=== TEXT SHOWN ===

Notwithstanding the provisions of the Constitution, the CPC and the settled
principle binding the parties, the Court of Appeal after noting that the judge
had acquitted the respondents of murder and convicted the respondents on the
lesser charge of robbery with hurt punishable under s 394 of the Penal Code, set
aside the conviction of the respondents on the lesser charge of robbery and
convicted the respondents on the original charge of murder under s 302 read with
s 34 of the Penal Code, which carries with it not only the mandatory death
penalty but raises the further question as to whether the respondents have also
lost the right of appeal against a death sentence and the right to equal
protection of the laws.
Double Jeopardy
It was not open to the respondents to plead the previous
acquittal under s 239 CPC before the Court of Appeal in the prescribed form:
The accused says that by virtue of section 239 of the
Criminal Procedure Code he is not liable to be tried, …
because
the respondents were in an appellate court and not before a trial court. They
were entitled to assume that the Court of Appeal would construe all powers
conferred on it by the Supreme Court of Judicature Act subject to art 11(2).
(See arts 4 and 162 of the Constitution). The Court of Appeal has not given any
reasons for having decided to convict the respondents when they did not stand
charged with murder. It is not clear if they were given an opportunity to
respond to any charge and or call witnesses before the Court of Appeal stepped
into the shoes of a trial court and convicted the respondents.

===

# YOUR OBJECTIVE
Translate this sentence from the passage on the Court of Appeal's ruling into French: "The Court of Appeal has not given any reasons for having decided to convict the respondents when they did not stand charged with murder." The data that comes next is from a separate source and is not connected to the passage.

=== SUPPLIED DATA ===

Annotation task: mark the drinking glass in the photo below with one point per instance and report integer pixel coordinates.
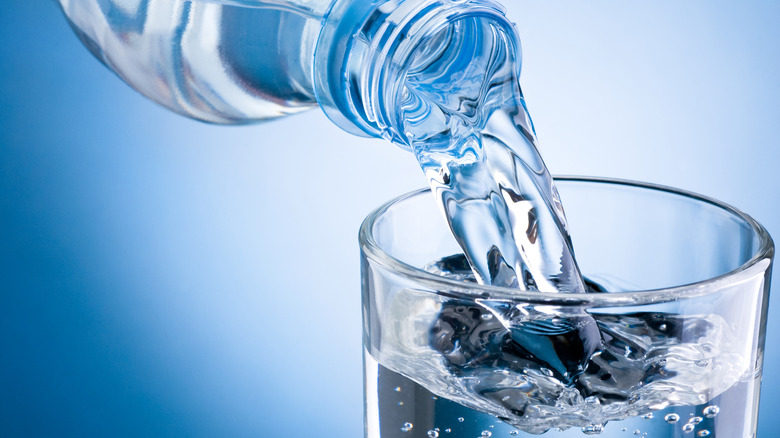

===

# TASK ANSWER
La Cour d'appel n'a donné aucun motif justifiant sa décision de condamner les intimés alors qu'ils n'étaient pas accusés de meurtre.